[Records contained in a dataset]
+ + + + +

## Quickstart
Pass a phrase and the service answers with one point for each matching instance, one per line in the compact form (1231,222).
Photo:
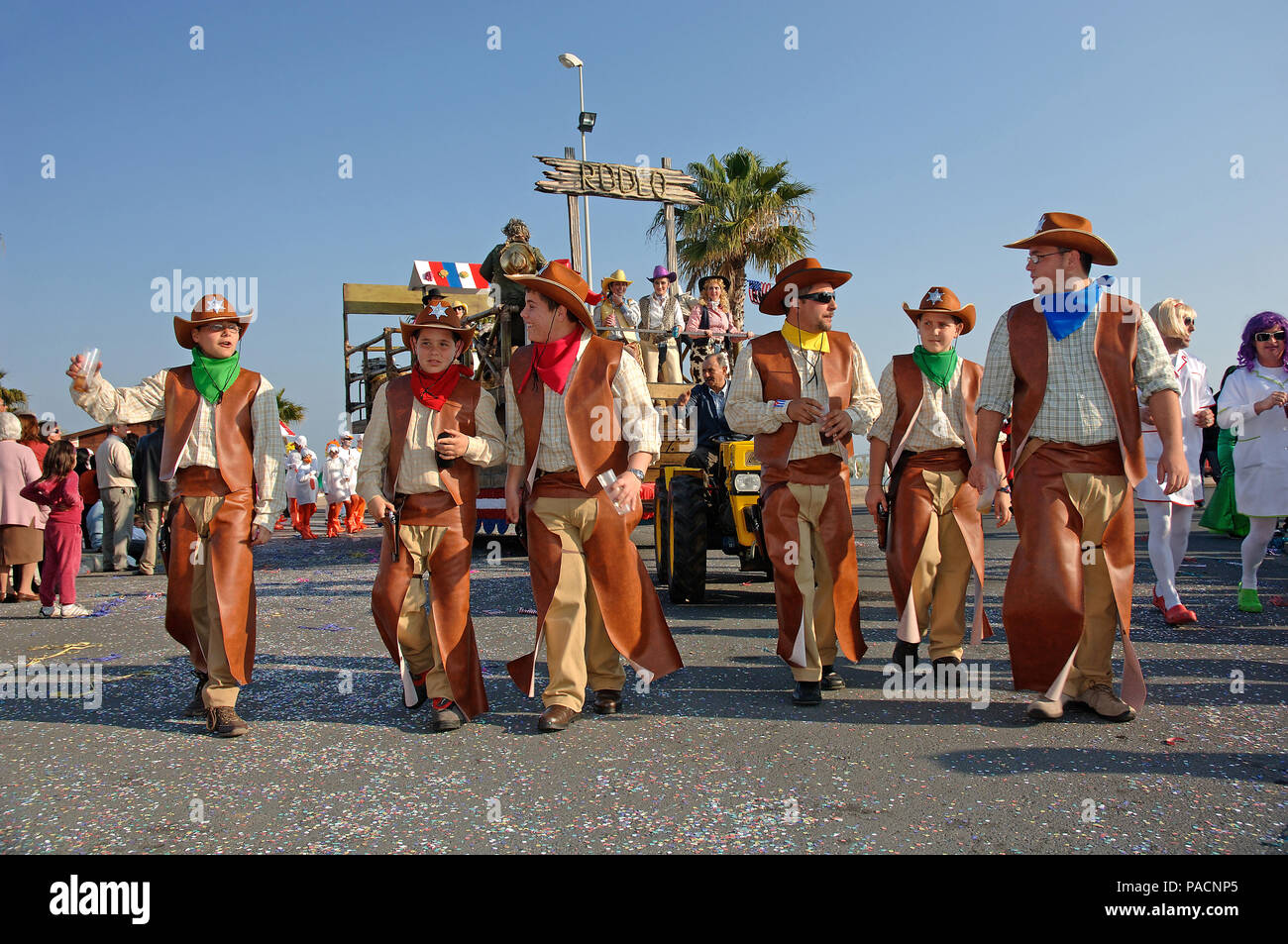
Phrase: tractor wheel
(662,533)
(688,506)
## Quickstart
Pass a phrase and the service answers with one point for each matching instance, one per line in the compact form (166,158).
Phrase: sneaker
(224,723)
(1248,600)
(1046,710)
(1103,700)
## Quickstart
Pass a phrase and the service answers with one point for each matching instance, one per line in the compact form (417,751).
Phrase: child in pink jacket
(58,489)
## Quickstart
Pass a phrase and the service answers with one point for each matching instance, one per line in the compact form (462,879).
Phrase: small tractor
(696,513)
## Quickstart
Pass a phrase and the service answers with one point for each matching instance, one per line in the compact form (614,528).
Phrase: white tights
(1168,537)
(1260,531)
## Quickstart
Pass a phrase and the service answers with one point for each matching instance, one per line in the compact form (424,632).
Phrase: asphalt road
(711,759)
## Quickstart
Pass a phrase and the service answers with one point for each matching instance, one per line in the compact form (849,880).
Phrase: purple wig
(1262,321)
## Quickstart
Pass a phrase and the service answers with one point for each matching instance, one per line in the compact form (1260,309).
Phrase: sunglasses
(1034,258)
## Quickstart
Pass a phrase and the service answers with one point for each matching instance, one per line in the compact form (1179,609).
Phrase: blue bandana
(1065,313)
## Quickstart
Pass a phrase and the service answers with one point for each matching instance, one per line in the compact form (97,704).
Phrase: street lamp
(585,123)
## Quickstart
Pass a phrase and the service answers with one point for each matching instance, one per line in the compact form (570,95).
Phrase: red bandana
(554,360)
(433,389)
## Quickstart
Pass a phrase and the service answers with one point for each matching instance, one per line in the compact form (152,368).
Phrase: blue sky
(224,161)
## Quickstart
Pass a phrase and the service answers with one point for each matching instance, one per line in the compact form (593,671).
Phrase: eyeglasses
(1034,258)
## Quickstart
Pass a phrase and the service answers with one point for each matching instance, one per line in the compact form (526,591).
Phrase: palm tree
(11,394)
(287,411)
(751,214)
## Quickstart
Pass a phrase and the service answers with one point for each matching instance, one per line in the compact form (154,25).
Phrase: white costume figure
(1170,515)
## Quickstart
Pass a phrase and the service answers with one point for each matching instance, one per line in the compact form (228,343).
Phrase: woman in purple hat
(662,316)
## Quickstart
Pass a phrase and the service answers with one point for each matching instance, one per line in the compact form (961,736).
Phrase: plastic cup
(606,479)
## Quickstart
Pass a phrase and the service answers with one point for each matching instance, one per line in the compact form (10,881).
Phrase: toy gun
(391,520)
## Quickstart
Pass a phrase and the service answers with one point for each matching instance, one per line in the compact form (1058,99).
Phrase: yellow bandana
(805,340)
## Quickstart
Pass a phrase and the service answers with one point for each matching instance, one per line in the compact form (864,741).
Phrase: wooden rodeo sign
(656,184)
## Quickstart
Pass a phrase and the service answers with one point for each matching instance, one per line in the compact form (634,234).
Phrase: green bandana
(936,367)
(213,376)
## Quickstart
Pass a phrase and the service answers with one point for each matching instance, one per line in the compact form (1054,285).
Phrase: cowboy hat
(213,309)
(429,316)
(563,286)
(1068,231)
(803,273)
(606,281)
(943,301)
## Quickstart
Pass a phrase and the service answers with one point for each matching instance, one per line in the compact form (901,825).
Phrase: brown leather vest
(460,480)
(910,389)
(780,380)
(235,434)
(593,428)
(1116,356)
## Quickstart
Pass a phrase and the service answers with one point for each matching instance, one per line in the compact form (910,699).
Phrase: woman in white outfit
(1254,406)
(1170,515)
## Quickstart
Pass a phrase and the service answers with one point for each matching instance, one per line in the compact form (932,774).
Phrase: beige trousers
(814,579)
(1096,497)
(416,633)
(578,647)
(670,366)
(220,690)
(153,514)
(941,576)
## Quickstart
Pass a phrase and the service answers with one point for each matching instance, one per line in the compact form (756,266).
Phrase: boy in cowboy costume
(926,437)
(222,446)
(579,416)
(804,391)
(1068,366)
(429,433)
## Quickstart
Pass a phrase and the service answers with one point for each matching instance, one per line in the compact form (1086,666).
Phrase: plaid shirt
(748,412)
(554,451)
(417,471)
(146,402)
(1076,407)
(939,425)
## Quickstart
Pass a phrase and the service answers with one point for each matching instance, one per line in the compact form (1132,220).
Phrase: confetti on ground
(104,608)
(62,651)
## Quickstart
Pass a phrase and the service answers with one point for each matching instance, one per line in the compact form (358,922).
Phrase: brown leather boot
(224,723)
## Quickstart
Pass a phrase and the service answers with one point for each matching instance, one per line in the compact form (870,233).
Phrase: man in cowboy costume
(804,391)
(429,433)
(662,316)
(580,421)
(926,437)
(1068,366)
(222,449)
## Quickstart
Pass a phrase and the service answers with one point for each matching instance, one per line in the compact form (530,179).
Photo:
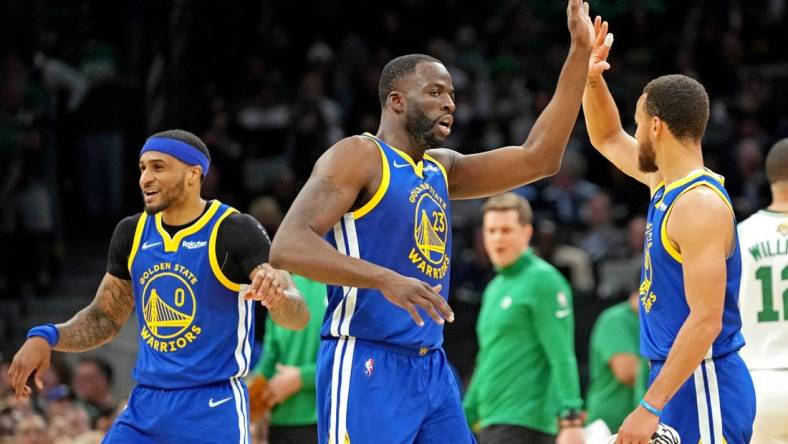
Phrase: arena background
(269,85)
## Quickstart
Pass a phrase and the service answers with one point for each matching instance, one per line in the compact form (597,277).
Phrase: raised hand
(598,63)
(408,293)
(34,356)
(580,26)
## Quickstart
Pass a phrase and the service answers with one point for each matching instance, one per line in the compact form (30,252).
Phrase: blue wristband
(651,409)
(46,331)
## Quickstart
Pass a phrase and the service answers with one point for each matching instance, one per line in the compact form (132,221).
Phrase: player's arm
(701,227)
(602,118)
(492,172)
(337,183)
(94,325)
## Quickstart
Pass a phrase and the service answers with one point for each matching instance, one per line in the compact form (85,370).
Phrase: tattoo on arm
(99,322)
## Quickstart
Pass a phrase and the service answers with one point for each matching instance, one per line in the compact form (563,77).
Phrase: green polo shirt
(526,369)
(299,349)
(615,331)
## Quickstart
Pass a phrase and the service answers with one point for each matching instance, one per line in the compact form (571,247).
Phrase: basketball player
(181,264)
(763,299)
(380,378)
(689,318)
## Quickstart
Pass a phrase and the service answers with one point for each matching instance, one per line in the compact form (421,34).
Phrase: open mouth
(444,124)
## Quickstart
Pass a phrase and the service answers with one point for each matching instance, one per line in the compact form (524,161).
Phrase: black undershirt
(241,245)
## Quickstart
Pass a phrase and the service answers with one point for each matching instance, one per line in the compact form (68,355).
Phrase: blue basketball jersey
(194,328)
(405,227)
(663,304)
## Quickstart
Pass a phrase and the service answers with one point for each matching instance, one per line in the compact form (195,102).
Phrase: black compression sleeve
(241,245)
(120,247)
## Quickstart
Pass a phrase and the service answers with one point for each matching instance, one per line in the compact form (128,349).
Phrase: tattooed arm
(94,325)
(276,290)
(101,321)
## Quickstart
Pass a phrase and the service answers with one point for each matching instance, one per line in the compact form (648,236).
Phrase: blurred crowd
(269,85)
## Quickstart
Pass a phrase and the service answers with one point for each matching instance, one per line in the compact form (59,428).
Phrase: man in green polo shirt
(618,373)
(525,388)
(288,363)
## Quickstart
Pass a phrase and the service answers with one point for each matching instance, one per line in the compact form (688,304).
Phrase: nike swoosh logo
(560,314)
(213,404)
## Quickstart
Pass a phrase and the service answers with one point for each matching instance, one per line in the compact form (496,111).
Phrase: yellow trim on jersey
(385,179)
(137,236)
(440,165)
(217,270)
(417,167)
(171,244)
(663,230)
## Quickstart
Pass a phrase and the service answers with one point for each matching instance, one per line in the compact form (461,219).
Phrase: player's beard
(421,128)
(168,197)
(647,157)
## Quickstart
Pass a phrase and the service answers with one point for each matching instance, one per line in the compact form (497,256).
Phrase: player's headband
(179,150)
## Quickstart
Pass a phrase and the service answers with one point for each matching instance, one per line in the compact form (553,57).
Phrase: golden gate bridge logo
(168,316)
(430,229)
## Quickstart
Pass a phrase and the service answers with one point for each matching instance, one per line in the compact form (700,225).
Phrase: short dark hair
(777,162)
(104,367)
(681,102)
(185,137)
(511,201)
(396,69)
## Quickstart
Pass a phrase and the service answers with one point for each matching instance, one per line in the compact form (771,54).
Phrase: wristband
(46,331)
(650,408)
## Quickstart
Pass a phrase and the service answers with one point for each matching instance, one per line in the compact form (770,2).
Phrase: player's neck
(183,212)
(779,197)
(401,140)
(679,160)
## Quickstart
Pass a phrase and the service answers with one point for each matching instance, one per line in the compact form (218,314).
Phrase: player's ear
(396,101)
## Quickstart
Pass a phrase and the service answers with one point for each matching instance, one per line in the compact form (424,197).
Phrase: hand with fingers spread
(409,293)
(598,63)
(268,286)
(34,356)
(579,22)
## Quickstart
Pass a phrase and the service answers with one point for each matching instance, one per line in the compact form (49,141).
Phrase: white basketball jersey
(763,296)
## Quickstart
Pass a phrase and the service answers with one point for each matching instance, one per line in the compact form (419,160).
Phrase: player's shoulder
(128,223)
(702,202)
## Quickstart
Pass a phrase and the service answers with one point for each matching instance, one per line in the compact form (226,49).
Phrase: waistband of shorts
(654,362)
(192,387)
(407,351)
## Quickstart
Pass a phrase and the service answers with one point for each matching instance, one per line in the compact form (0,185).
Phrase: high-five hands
(598,63)
(581,29)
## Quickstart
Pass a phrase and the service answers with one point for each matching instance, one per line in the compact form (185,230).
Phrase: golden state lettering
(647,297)
(169,307)
(430,232)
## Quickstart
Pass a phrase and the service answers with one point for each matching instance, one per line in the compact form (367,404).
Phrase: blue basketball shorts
(716,405)
(375,393)
(216,413)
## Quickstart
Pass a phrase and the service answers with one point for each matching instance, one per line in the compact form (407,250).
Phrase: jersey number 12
(768,313)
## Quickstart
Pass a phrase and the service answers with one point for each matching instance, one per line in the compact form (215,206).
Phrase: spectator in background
(574,263)
(602,240)
(93,387)
(525,388)
(288,363)
(31,429)
(617,381)
(616,275)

+ + + + +

What is being asked: Starting with the line that contains "compact form (226,49).", return each line through the last one of the data above, exactly as written and nothing more.

Solution below:
Pass a phrase and the service answers with one point for each matching instance, one per line in the compact form (226,49).
Phrase: waistband of shorts
(654,362)
(192,387)
(407,351)
## Quickstart
Pass a phrase and the service answers with one point for each matching instance, one per line in the compact form (0,185).
Phrase: high-five hands
(598,63)
(581,29)
## Quickstart
Pass a phrase and the service answers with one point for each matching instance, one per line in the compact form (185,230).
Phrase: golden state lettering
(647,297)
(169,307)
(430,232)
## Quickstart
Pass a phrase and the service answers with one point for each matching instance, one per line in the compact form (367,404).
Phrase: blue basketball shorts
(716,405)
(375,393)
(216,413)
## Quickstart
Pass a phrase and the service answers with one point for each matching instance, one per line in the compact form (407,250).
Phrase: jersey number 12
(768,313)
## Quickstart
Pass a phrase and the service answers with one point for each matching instance, one per line in the compact form (215,206).
Phrase: spectator in background
(574,263)
(602,240)
(93,387)
(525,388)
(288,363)
(31,429)
(617,381)
(616,275)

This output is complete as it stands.